What you return must match the records exactly, except that the pictures are gone.

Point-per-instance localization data
● ● ●

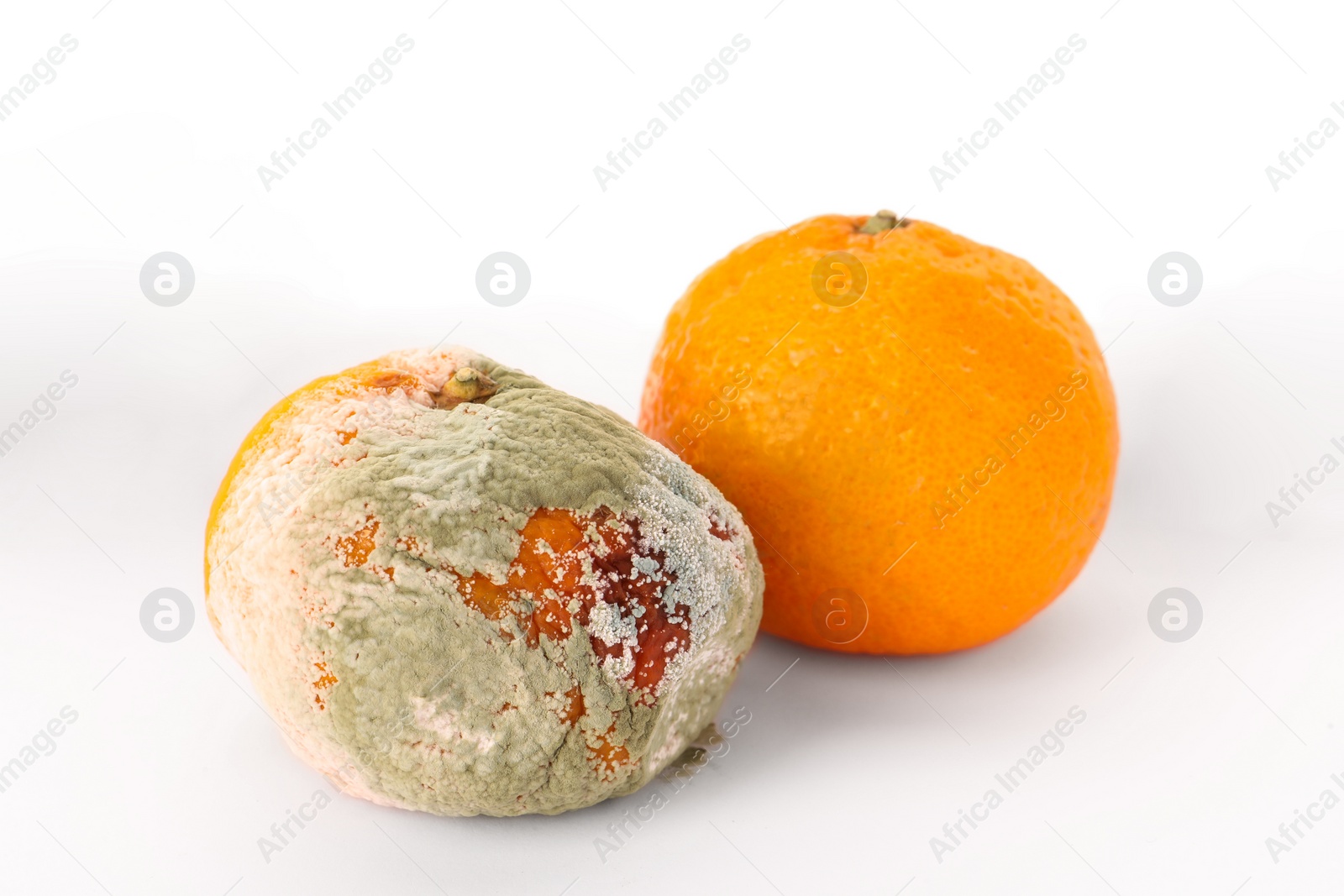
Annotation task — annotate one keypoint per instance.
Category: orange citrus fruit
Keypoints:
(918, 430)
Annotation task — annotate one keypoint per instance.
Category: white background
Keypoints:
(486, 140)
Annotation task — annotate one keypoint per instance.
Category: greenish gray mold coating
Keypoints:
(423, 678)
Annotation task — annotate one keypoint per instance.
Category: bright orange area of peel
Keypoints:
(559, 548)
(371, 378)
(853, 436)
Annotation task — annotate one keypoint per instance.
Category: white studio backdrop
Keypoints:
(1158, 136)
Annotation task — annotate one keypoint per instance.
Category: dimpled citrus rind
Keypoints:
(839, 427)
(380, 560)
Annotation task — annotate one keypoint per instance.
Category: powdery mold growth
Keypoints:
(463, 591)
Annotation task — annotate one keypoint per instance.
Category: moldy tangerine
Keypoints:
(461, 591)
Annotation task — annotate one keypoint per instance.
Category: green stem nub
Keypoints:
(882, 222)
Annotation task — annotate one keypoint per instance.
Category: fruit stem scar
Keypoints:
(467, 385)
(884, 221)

● ● ●

Task answer »
Annotation task — annotate one keypoint per instance.
Category: orange citrus fruit
Keypoints:
(918, 430)
Annotation task — annotate one keypoint per instance.
Category: white background
Keypoints:
(486, 140)
Annotation task — annotate one keypoint per instance.
Category: greenish gray mold coating
Keypoints:
(423, 678)
Annotation task — annotate one keypoint per instance.
Category: bright orange area of peel
Keypoints:
(559, 548)
(371, 378)
(853, 436)
Annotation task — annotate one keypoint per instance.
Category: white studio backdrop
Keypoints:
(1158, 136)
Annotation task — annotate one keypoint per instance.
Category: dimpled citrus rind
Keypoints:
(839, 427)
(380, 560)
Annotation task — annotate one keypoint per instance.
Category: powdery mold growth
Keypoints:
(463, 591)
Annotation task — annotate one keypoint per instance.
Category: moldy tangerine
Keypoints:
(461, 591)
Annotation task — annotate one keypoint per instance.
Category: green stem nub
Keypoints:
(882, 222)
Annotation task — annotate one keypoint per instance.
Category: fruit stem scar
Keypoints:
(467, 385)
(884, 221)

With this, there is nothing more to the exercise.